■ 課題 1
抜粋文で名前が挙げられているイランの詩人を、すべて書き出してください。
■ 課題 2
抜粋文の筆者がホテルの部屋で見ていたのは、どの放送局のニュースチャネルですか。

■ 抜粋文

*-*-*

国論分裂〓イランとパキスタンの場合
2009-06-24


先週は出張でイギリスにいた。たまたま金曜(6/19)の午前中は業務がなかったのでホテルの部屋でBBCのニュースチャネルを見ていたら、テヘランからイラン最高指導者のハメネイ師の金曜礼拝における演説を同時通訳つきで延々と生中継していた。興味深かったのはハメネイ師が演説の前半は詩的な韻をふんだ美しいペルシャ語でイスラムの大義などいわば大所高所に立った内容のことを語っていたのが、後半、現在のイランの政局を語る際には抑揚のない普通会話体のペルシャ語へと突然語調を変化させたことだ。イランはフェルドウスィー、ハァフェーズ、サーアディー、オマール・ハイヤームといった世界の文学史を飾る詩人を生み出した国であり、詩の暗誦は国民必須の教養だ。韻をふんだペルシャ語で語られるイランの詩は、ペルシャ語を知らない人間の耳にも美しく響く。何がハメネイ師をしてその美しい言葉を捨て、街中で語られるペルシャ語で現在の政局を語らせしめたのか?

今回のイランの選挙で開票過程で操作が行われたことは政権自身も認めている。私は選挙結果について、操作が行われていなくてもアハマディネジャド氏がムサヴィ氏より多くの票を得票していたとみている。政権側はそもそも操作などする必要がなかったのだ。しかし政権側はあえて禁じ手を使った。政権側が「選挙結果次第では現在のイスラム革命体制が持たないので、そのリスクは完全に封止する」という危機意識に駆られてこの行動に出たのであろう。イスラム革命体制は30年を経過して、その体制によって利益を得る厚い層を築きあげている。その層の持つ保身の意識こそが、開票を操作させ、彼らの代表であるハメネイ師に美しい言葉を捨てさせ、普段の言葉で外国の内政干渉や、体制内の腐敗や、1,100万の票差は多少開票操作の影響を考慮しても大勢を変えないことを語らせしめたのだ。

*-*-*

[画像領域ラベル付け項目]

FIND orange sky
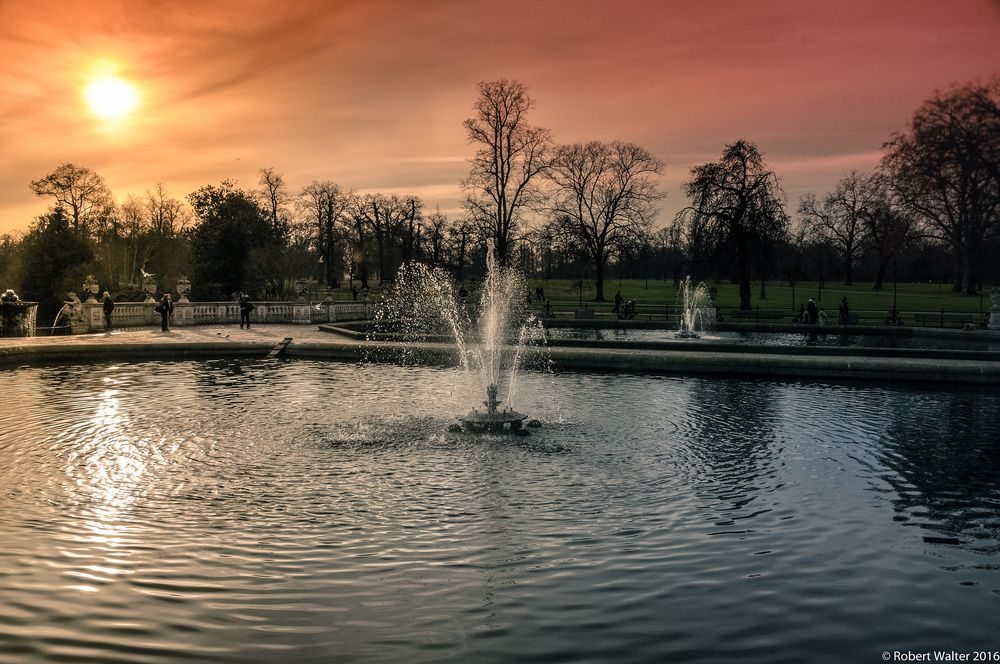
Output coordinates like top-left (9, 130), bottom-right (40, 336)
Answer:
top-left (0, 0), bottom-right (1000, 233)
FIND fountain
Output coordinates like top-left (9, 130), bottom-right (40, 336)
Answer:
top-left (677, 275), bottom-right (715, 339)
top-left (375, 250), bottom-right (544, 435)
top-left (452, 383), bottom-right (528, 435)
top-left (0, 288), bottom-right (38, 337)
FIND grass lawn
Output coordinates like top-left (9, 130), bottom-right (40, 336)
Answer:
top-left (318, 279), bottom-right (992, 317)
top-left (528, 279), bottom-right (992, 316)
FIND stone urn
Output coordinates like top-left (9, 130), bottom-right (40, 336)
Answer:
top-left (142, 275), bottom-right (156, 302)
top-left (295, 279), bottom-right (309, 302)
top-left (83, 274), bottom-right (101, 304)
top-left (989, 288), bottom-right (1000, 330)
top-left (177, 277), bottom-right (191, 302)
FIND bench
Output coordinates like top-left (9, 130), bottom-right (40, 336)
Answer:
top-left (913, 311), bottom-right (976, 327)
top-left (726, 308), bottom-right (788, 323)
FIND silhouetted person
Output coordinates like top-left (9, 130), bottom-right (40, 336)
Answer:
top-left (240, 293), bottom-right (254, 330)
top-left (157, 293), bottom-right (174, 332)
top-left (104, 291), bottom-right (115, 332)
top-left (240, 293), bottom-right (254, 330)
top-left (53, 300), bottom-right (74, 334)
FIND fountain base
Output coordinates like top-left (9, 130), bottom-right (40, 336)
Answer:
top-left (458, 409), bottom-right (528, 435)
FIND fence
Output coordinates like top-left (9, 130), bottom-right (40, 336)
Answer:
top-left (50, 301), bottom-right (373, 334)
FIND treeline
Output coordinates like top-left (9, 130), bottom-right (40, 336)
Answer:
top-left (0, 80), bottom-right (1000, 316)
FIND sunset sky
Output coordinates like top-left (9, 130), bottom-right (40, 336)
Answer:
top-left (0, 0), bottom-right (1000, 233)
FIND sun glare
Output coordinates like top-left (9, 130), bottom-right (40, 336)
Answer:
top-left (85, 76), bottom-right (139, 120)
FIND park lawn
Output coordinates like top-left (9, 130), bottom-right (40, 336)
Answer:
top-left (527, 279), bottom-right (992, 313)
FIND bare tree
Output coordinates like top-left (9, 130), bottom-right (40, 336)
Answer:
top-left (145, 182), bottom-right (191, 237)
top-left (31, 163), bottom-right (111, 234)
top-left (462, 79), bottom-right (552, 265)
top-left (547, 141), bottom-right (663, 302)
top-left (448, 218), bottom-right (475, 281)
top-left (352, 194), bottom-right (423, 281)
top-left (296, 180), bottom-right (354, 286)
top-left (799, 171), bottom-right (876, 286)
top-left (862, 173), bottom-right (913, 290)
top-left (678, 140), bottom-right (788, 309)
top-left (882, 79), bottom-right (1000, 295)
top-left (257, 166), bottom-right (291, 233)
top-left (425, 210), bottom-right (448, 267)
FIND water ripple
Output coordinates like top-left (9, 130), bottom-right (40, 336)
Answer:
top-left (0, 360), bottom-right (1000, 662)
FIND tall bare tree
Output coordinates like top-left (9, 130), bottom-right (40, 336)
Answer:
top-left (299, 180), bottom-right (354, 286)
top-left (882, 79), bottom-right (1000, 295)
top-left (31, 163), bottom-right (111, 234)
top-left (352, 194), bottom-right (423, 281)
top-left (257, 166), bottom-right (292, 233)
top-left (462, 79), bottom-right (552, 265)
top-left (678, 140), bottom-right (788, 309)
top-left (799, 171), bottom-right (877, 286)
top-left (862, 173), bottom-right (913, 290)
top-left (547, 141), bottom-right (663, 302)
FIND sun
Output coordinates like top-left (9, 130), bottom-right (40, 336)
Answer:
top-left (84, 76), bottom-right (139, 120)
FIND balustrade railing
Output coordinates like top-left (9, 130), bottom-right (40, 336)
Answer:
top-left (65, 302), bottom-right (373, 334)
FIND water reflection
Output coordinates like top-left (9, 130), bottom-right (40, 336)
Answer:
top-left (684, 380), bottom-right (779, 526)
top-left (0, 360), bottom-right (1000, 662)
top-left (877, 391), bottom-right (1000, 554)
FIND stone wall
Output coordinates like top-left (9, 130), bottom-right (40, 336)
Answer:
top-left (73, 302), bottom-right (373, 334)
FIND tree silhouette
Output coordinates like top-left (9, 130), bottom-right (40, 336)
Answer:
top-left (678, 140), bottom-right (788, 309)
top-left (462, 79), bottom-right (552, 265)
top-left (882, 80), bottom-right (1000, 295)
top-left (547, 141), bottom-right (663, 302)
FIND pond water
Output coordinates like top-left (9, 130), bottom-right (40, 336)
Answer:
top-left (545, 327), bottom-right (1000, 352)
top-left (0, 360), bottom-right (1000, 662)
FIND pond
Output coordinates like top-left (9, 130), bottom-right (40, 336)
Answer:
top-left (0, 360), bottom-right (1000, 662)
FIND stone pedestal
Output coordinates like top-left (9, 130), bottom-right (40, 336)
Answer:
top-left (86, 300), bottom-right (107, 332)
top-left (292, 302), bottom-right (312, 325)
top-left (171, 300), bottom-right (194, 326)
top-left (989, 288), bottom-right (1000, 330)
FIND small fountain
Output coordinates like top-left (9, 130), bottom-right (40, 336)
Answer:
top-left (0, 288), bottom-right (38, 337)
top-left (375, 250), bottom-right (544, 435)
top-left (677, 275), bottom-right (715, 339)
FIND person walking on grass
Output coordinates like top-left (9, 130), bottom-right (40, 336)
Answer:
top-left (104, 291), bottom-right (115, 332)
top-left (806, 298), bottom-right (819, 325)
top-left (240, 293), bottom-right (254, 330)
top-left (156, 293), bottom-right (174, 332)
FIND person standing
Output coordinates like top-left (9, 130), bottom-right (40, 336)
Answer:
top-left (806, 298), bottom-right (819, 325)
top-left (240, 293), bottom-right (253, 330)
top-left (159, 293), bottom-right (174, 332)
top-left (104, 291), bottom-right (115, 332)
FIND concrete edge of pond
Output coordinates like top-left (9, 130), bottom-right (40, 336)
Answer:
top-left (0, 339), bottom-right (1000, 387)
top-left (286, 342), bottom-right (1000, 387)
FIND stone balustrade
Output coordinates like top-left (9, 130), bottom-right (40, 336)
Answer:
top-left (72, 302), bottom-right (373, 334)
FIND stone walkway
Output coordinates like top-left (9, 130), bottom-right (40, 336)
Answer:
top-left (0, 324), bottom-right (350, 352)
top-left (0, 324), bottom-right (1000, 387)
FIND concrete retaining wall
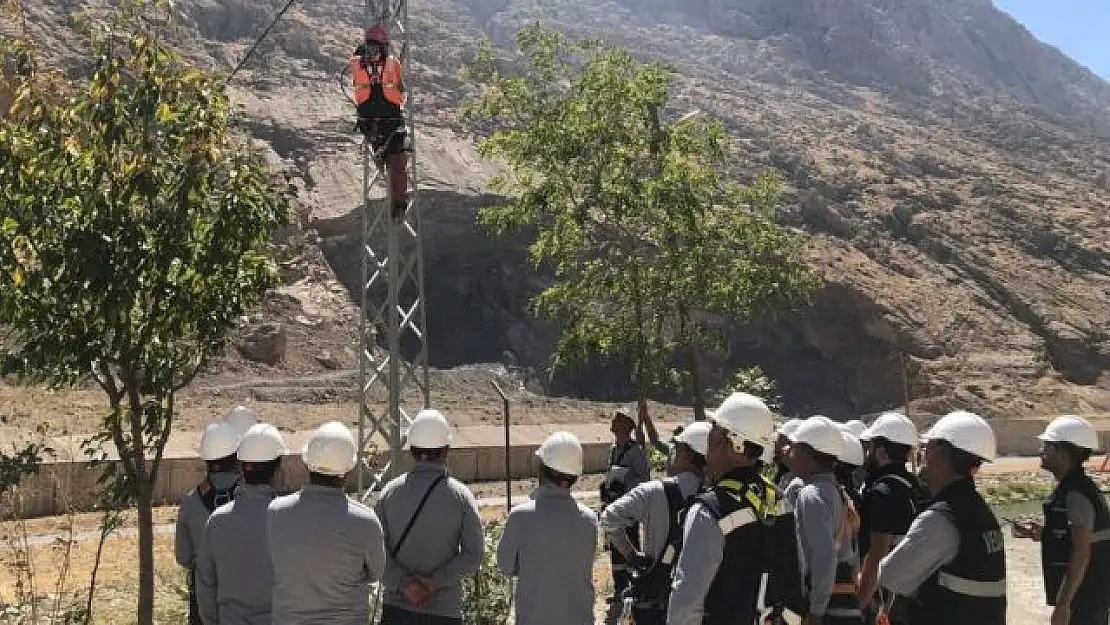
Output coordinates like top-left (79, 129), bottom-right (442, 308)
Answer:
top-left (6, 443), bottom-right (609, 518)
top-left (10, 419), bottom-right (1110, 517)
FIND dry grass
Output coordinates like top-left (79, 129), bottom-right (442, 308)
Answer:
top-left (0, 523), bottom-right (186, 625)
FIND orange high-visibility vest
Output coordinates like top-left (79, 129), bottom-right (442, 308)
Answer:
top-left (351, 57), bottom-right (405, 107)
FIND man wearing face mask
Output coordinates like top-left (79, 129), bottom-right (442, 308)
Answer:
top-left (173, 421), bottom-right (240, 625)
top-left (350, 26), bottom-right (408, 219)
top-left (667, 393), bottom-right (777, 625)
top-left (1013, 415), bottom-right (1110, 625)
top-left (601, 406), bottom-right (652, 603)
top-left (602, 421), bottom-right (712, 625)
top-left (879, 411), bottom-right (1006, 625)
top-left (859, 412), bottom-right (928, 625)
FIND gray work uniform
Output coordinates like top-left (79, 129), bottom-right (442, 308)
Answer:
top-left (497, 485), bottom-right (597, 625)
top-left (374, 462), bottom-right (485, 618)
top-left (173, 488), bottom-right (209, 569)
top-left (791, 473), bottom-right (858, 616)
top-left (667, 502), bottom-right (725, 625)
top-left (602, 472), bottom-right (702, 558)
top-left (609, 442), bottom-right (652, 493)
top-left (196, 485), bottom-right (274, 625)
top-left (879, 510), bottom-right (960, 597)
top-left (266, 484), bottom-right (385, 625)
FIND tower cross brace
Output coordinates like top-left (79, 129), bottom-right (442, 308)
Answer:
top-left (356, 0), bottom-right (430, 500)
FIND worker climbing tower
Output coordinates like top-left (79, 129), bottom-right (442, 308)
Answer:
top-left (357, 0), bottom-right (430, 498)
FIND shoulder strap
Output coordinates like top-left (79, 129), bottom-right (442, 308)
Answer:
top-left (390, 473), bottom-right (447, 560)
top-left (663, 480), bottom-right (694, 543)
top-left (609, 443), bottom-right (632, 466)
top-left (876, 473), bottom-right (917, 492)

*-*-*

■ 回答 1
フェルドウスィー、ハァフェーズ、サーアディー、オマール・ハイヤーム

■ 回答 2
BBCのニュースチャネルです。